WHAT YOU NEED TO DO -
Filter the entries below and copy out every line that contains the string "white". Matching is case-sensitive.

## begin INPUT FOR THIS TASK

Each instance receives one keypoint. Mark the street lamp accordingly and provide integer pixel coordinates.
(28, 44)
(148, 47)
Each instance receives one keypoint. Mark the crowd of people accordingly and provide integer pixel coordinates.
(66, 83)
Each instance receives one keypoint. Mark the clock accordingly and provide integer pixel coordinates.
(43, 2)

## end INPUT FOR THIS TASK
## begin INPUT FOR THIS TASK

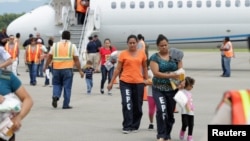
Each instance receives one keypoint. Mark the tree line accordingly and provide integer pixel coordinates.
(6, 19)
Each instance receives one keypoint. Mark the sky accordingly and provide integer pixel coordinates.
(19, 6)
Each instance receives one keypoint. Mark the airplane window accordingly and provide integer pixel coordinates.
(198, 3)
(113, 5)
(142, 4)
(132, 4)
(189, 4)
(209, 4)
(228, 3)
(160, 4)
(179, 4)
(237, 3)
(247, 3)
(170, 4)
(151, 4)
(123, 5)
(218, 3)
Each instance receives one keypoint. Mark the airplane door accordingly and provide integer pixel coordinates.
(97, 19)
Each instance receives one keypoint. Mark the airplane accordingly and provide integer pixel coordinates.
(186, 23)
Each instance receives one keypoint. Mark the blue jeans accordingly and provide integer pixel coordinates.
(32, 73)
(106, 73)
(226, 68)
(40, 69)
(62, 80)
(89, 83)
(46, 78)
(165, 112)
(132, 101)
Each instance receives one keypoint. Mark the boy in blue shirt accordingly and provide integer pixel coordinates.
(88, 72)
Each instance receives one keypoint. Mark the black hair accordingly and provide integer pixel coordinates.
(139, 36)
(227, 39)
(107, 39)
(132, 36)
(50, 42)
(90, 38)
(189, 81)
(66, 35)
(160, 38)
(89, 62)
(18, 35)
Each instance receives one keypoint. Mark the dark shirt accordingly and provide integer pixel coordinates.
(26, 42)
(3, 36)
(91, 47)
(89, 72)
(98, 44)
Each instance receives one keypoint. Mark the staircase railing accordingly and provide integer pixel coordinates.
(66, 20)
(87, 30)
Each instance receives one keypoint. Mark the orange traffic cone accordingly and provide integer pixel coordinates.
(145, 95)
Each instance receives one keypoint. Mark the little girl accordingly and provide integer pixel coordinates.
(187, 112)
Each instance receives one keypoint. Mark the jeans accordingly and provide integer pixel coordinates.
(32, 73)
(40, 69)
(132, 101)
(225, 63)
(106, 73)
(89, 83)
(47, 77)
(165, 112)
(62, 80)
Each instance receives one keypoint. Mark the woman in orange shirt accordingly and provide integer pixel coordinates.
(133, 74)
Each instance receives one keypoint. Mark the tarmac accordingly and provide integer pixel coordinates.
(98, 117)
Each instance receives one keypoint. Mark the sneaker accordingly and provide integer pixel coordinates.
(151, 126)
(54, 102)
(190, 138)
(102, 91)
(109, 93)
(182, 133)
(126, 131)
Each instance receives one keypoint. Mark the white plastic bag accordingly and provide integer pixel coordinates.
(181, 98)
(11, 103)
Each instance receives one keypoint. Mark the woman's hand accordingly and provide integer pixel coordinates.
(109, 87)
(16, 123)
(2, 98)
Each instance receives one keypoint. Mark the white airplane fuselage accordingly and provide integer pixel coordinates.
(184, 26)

## end INPUT FOR THIS TASK
## begin INPUT FOR THIS TASK

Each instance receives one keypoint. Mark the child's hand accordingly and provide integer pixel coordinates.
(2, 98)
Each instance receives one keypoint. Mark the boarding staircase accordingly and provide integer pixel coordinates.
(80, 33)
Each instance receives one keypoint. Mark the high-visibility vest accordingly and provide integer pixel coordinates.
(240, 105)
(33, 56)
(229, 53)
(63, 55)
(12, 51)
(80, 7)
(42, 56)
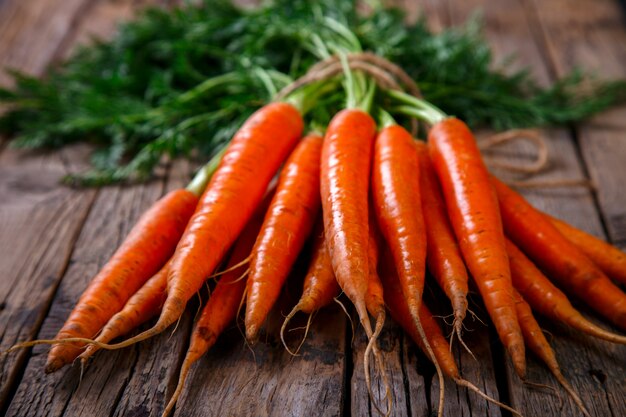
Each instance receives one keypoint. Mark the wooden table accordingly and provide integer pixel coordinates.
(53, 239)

## end INPUT FOR THIS TASK

RESPONSE TO THE TASK -
Each instance receives one keypoint. Mark the white plastic bag accordingly and provide integer pixel coordinates.
Each instance receives one keypoint. Mark the white airplane fuselage accordingly and provide integer pixel coordinates.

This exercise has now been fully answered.